WORK REQUIRED:
Copy each line of the material verbatim, starting at the line that contains "Trace the outline of every instance of the **gray" and ending at the line that contains "111 L 8 111".

__________

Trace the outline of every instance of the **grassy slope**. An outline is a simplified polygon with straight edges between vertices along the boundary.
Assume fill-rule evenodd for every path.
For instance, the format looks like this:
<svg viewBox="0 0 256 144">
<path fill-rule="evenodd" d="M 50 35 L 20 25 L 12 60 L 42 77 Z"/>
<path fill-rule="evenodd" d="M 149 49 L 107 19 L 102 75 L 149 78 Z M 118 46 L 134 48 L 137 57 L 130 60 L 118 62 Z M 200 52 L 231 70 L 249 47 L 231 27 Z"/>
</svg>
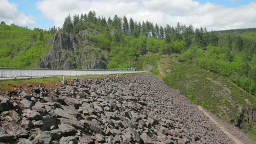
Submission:
<svg viewBox="0 0 256 144">
<path fill-rule="evenodd" d="M 143 56 L 138 59 L 135 68 L 150 64 L 150 71 L 165 83 L 228 122 L 237 121 L 243 106 L 253 107 L 256 104 L 254 97 L 226 77 L 199 69 L 189 63 L 178 62 L 177 56 Z M 245 118 L 248 116 L 246 115 Z M 249 130 L 249 125 L 243 123 L 243 130 L 255 140 L 256 129 Z M 255 128 L 255 124 L 253 127 Z"/>
<path fill-rule="evenodd" d="M 16 26 L 0 25 L 0 67 L 34 68 L 51 45 L 53 34 Z"/>
</svg>

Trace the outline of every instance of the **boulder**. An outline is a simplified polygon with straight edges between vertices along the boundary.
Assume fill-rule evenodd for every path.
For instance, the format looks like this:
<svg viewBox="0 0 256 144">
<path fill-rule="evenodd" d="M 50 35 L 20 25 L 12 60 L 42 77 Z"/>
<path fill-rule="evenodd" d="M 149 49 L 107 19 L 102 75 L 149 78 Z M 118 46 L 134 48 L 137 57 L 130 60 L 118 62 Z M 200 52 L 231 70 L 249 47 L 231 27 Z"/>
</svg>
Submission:
<svg viewBox="0 0 256 144">
<path fill-rule="evenodd" d="M 50 144 L 51 143 L 51 136 L 45 134 L 40 134 L 34 137 L 33 143 L 35 144 Z"/>
</svg>

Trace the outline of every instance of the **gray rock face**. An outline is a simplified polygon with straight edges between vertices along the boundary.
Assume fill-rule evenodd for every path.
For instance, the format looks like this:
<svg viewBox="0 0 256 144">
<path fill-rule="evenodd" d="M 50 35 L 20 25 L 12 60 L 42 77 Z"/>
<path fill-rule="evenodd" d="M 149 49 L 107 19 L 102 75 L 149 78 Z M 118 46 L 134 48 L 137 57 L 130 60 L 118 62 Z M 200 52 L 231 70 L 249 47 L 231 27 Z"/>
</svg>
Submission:
<svg viewBox="0 0 256 144">
<path fill-rule="evenodd" d="M 56 124 L 56 118 L 50 115 L 46 115 L 43 117 L 42 119 L 44 129 L 45 130 L 50 129 L 50 128 Z"/>
<path fill-rule="evenodd" d="M 27 94 L 25 91 L 22 91 L 21 93 L 20 93 L 20 96 L 24 99 L 28 100 L 30 100 L 32 97 L 30 94 Z"/>
<path fill-rule="evenodd" d="M 20 138 L 19 139 L 19 142 L 17 144 L 32 144 L 32 142 L 28 139 Z"/>
<path fill-rule="evenodd" d="M 232 143 L 188 99 L 150 75 L 74 79 L 69 85 L 51 91 L 31 86 L 31 100 L 5 101 L 10 109 L 0 117 L 0 142 Z"/>
<path fill-rule="evenodd" d="M 14 139 L 13 135 L 10 135 L 5 133 L 4 130 L 0 127 L 0 142 L 7 142 Z"/>
<path fill-rule="evenodd" d="M 9 111 L 10 116 L 14 120 L 15 122 L 20 121 L 21 118 L 20 118 L 20 115 L 14 110 L 10 110 Z"/>
<path fill-rule="evenodd" d="M 60 140 L 60 144 L 77 144 L 77 139 L 74 136 L 62 137 Z"/>
<path fill-rule="evenodd" d="M 69 119 L 62 118 L 61 119 L 61 124 L 65 124 L 65 123 L 68 124 L 78 129 L 83 129 L 84 128 L 83 123 L 82 123 L 80 122 L 79 122 L 75 120 Z"/>
<path fill-rule="evenodd" d="M 64 117 L 64 118 L 66 118 L 68 119 L 77 120 L 77 118 L 75 118 L 75 117 L 74 116 L 70 115 L 69 113 L 63 111 L 62 109 L 57 108 L 54 111 L 54 112 L 55 113 L 56 115 L 61 117 Z"/>
<path fill-rule="evenodd" d="M 8 98 L 0 96 L 0 111 L 8 111 L 10 109 L 10 100 Z"/>
<path fill-rule="evenodd" d="M 2 122 L 2 127 L 9 135 L 15 137 L 26 137 L 28 135 L 25 129 L 14 122 Z"/>
<path fill-rule="evenodd" d="M 20 103 L 25 109 L 31 109 L 32 106 L 32 101 L 27 99 L 24 99 L 20 101 Z"/>
<path fill-rule="evenodd" d="M 75 128 L 68 124 L 61 124 L 59 125 L 59 129 L 64 135 L 73 135 L 76 133 Z"/>
<path fill-rule="evenodd" d="M 26 112 L 26 116 L 27 117 L 27 119 L 29 120 L 40 120 L 42 119 L 42 116 L 38 112 L 36 111 L 28 111 Z"/>
<path fill-rule="evenodd" d="M 33 140 L 33 143 L 50 144 L 52 141 L 51 136 L 45 134 L 38 135 Z"/>
<path fill-rule="evenodd" d="M 108 59 L 107 51 L 94 46 L 89 35 L 98 33 L 95 31 L 85 30 L 76 35 L 56 33 L 53 47 L 45 55 L 40 68 L 95 69 L 106 67 L 105 63 Z M 75 63 L 72 62 L 74 61 Z"/>
</svg>

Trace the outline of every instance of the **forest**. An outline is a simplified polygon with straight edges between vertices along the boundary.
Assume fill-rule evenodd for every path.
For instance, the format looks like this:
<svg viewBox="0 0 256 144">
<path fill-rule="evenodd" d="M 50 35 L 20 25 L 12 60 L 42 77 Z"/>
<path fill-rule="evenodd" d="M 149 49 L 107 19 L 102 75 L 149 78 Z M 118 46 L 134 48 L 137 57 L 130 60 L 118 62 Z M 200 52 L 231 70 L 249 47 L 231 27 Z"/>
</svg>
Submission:
<svg viewBox="0 0 256 144">
<path fill-rule="evenodd" d="M 77 33 L 85 29 L 101 32 L 91 37 L 100 48 L 109 52 L 108 68 L 134 67 L 138 57 L 148 53 L 180 53 L 180 62 L 189 61 L 228 77 L 256 94 L 256 28 L 209 32 L 179 22 L 176 27 L 163 27 L 126 16 L 107 20 L 90 11 L 73 19 L 68 15 L 61 31 Z"/>
<path fill-rule="evenodd" d="M 148 53 L 178 53 L 179 62 L 190 62 L 228 77 L 256 94 L 255 28 L 208 31 L 179 22 L 175 27 L 162 27 L 117 15 L 108 18 L 97 16 L 94 11 L 69 15 L 62 28 L 47 31 L 3 23 L 0 25 L 0 67 L 37 67 L 35 63 L 49 50 L 56 32 L 77 34 L 85 29 L 100 32 L 90 36 L 95 45 L 109 53 L 107 68 L 134 67 L 138 58 Z"/>
</svg>

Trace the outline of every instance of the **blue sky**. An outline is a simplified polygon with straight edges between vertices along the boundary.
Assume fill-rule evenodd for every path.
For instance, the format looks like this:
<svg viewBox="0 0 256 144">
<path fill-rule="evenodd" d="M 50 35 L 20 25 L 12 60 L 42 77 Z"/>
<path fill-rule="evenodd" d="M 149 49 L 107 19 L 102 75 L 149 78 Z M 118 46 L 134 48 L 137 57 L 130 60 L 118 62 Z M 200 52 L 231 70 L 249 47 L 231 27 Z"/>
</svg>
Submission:
<svg viewBox="0 0 256 144">
<path fill-rule="evenodd" d="M 166 24 L 174 26 L 177 21 L 179 21 L 185 25 L 191 23 L 196 27 L 202 26 L 214 29 L 225 29 L 252 27 L 256 23 L 256 22 L 250 20 L 255 18 L 253 16 L 241 21 L 238 20 L 239 17 L 243 17 L 242 19 L 244 19 L 243 17 L 247 17 L 249 13 L 254 13 L 253 15 L 255 15 L 254 13 L 255 11 L 251 11 L 251 10 L 247 12 L 246 10 L 254 8 L 256 9 L 255 1 L 141 0 L 137 2 L 138 1 L 135 0 L 74 0 L 71 3 L 70 1 L 65 0 L 0 0 L 1 3 L 5 2 L 7 3 L 6 4 L 8 3 L 10 5 L 16 4 L 16 11 L 18 11 L 13 13 L 14 15 L 19 15 L 19 16 L 11 15 L 6 16 L 4 14 L 4 16 L 1 16 L 0 13 L 0 20 L 6 19 L 7 23 L 8 22 L 18 23 L 16 24 L 28 26 L 30 28 L 40 27 L 48 29 L 54 26 L 61 27 L 63 20 L 68 14 L 72 15 L 74 14 L 86 13 L 89 10 L 93 9 L 95 10 L 98 14 L 103 16 L 113 16 L 115 14 L 118 14 L 120 16 L 124 15 L 131 16 L 139 21 L 148 20 L 162 26 Z M 109 4 L 112 3 L 112 4 Z M 210 5 L 207 4 L 209 3 L 211 3 Z M 252 3 L 255 4 L 252 4 Z M 101 4 L 102 5 L 101 7 Z M 84 7 L 81 7 L 83 5 L 85 5 Z M 118 5 L 118 7 L 115 7 L 115 5 Z M 125 5 L 127 7 L 125 7 Z M 67 5 L 68 8 L 68 10 L 63 11 L 63 10 L 66 8 Z M 219 5 L 221 5 L 220 7 L 219 7 Z M 244 12 L 240 8 L 243 8 L 243 6 L 248 7 L 244 8 L 246 10 Z M 63 8 L 63 7 L 66 7 Z M 126 10 L 122 9 L 122 7 L 124 7 Z M 3 9 L 7 9 L 6 7 L 8 8 L 8 6 L 2 8 L 0 6 L 0 12 L 1 12 L 1 9 L 4 11 Z M 130 8 L 130 9 L 127 9 L 127 8 Z M 121 11 L 118 10 L 119 8 L 120 8 Z M 216 9 L 216 11 L 214 11 L 214 9 Z M 221 17 L 223 19 L 223 20 L 231 19 L 230 21 L 226 22 L 226 23 L 216 21 L 216 20 L 221 15 L 221 14 L 218 13 L 219 11 L 225 11 L 228 15 L 226 16 L 229 16 L 229 13 L 232 13 L 232 11 L 237 11 L 237 10 L 241 10 L 242 13 L 241 14 L 240 14 L 241 13 L 240 13 L 235 16 L 237 17 L 237 20 L 235 19 L 236 17 Z M 24 17 L 21 19 L 26 20 L 24 20 L 22 23 L 19 23 L 21 19 L 20 18 L 19 20 L 14 19 L 21 17 L 20 16 L 21 14 L 23 14 L 22 17 Z M 160 18 L 159 16 L 160 16 Z M 195 20 L 202 21 L 203 22 L 197 22 Z M 26 21 L 27 21 L 27 22 Z M 248 22 L 251 25 L 248 25 Z M 256 25 L 254 27 L 256 27 Z"/>
</svg>

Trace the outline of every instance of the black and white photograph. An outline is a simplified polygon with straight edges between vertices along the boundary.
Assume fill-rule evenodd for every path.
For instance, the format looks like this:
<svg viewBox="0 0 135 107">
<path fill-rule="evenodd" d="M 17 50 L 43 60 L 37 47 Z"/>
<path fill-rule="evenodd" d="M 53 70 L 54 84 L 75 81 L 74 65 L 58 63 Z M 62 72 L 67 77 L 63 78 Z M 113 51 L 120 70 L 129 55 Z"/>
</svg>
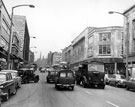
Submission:
<svg viewBox="0 0 135 107">
<path fill-rule="evenodd" d="M 135 107 L 135 0 L 0 0 L 0 107 Z"/>
</svg>

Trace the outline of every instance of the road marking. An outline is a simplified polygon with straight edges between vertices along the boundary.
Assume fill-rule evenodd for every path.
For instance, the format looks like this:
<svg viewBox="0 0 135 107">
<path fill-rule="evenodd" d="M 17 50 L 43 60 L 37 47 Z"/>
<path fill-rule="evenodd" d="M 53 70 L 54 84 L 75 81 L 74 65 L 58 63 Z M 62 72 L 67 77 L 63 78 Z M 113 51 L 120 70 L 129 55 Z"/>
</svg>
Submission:
<svg viewBox="0 0 135 107">
<path fill-rule="evenodd" d="M 91 92 L 89 92 L 89 91 L 85 91 L 87 94 L 89 94 L 89 95 L 92 95 L 92 93 Z"/>
<path fill-rule="evenodd" d="M 110 105 L 113 105 L 114 107 L 119 107 L 118 105 L 113 104 L 113 103 L 111 103 L 110 101 L 106 101 L 106 103 L 108 103 L 108 104 L 110 104 Z"/>
</svg>

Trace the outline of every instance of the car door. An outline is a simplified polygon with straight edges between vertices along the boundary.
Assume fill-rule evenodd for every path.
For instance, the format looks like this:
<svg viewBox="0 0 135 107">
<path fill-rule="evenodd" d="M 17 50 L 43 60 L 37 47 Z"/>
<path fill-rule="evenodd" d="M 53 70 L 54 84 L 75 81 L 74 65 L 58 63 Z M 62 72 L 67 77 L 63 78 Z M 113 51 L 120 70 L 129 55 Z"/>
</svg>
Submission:
<svg viewBox="0 0 135 107">
<path fill-rule="evenodd" d="M 132 88 L 135 89 L 135 78 L 132 79 Z"/>
<path fill-rule="evenodd" d="M 10 92 L 11 93 L 14 92 L 14 90 L 15 90 L 15 81 L 12 79 L 11 73 L 7 74 L 7 81 L 9 83 Z"/>
</svg>

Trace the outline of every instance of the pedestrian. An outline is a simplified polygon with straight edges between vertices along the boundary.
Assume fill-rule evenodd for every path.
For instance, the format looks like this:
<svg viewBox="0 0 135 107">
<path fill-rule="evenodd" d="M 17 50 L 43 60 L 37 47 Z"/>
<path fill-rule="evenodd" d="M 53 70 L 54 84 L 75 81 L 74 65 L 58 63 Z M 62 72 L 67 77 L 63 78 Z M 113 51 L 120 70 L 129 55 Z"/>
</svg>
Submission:
<svg viewBox="0 0 135 107">
<path fill-rule="evenodd" d="M 1 98 L 1 93 L 2 93 L 2 91 L 1 91 L 1 89 L 0 89 L 0 107 L 1 107 L 1 100 L 2 100 L 2 98 Z"/>
</svg>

__________

FINISHED TASK:
Trace the outline of every instance of the **gray rock face**. An outline is a simplified polygon with straight edges between vertices along the boundary.
Assume fill-rule evenodd for every path.
For instance, the format looks like this:
<svg viewBox="0 0 256 144">
<path fill-rule="evenodd" d="M 50 35 L 20 25 L 12 60 L 42 77 Z"/>
<path fill-rule="evenodd" d="M 149 49 L 107 19 L 102 75 L 149 78 Z M 118 46 L 134 48 L 137 57 L 130 60 L 118 62 Z M 200 52 L 231 70 L 249 47 L 231 27 Z"/>
</svg>
Submission:
<svg viewBox="0 0 256 144">
<path fill-rule="evenodd" d="M 56 124 L 56 118 L 50 115 L 46 115 L 43 117 L 42 119 L 44 129 L 45 130 L 50 129 L 50 128 Z"/>
<path fill-rule="evenodd" d="M 27 94 L 25 91 L 22 91 L 21 93 L 20 93 L 20 96 L 24 99 L 28 100 L 30 100 L 32 97 L 30 94 Z"/>
<path fill-rule="evenodd" d="M 20 138 L 19 139 L 19 142 L 17 144 L 32 144 L 32 142 L 28 139 Z"/>
<path fill-rule="evenodd" d="M 232 143 L 188 99 L 150 75 L 74 79 L 69 85 L 51 91 L 31 86 L 31 100 L 5 101 L 10 109 L 0 117 L 0 142 Z"/>
<path fill-rule="evenodd" d="M 14 139 L 13 135 L 10 135 L 5 133 L 4 130 L 0 127 L 0 142 L 7 142 Z"/>
<path fill-rule="evenodd" d="M 9 111 L 10 116 L 14 120 L 15 122 L 20 121 L 21 118 L 20 118 L 20 115 L 14 110 L 10 110 Z"/>
<path fill-rule="evenodd" d="M 60 140 L 60 144 L 77 144 L 77 139 L 74 136 L 62 137 Z"/>
<path fill-rule="evenodd" d="M 69 119 L 62 118 L 61 119 L 61 124 L 65 124 L 65 123 L 68 124 L 78 129 L 83 129 L 84 128 L 83 123 L 82 123 L 80 122 L 79 122 L 75 120 Z"/>
<path fill-rule="evenodd" d="M 64 117 L 64 118 L 66 118 L 68 119 L 77 120 L 77 118 L 75 118 L 75 117 L 74 116 L 70 115 L 69 113 L 63 111 L 62 109 L 57 108 L 54 111 L 54 112 L 55 113 L 56 115 L 61 117 Z"/>
<path fill-rule="evenodd" d="M 8 98 L 0 96 L 0 111 L 8 111 L 10 109 L 10 100 Z"/>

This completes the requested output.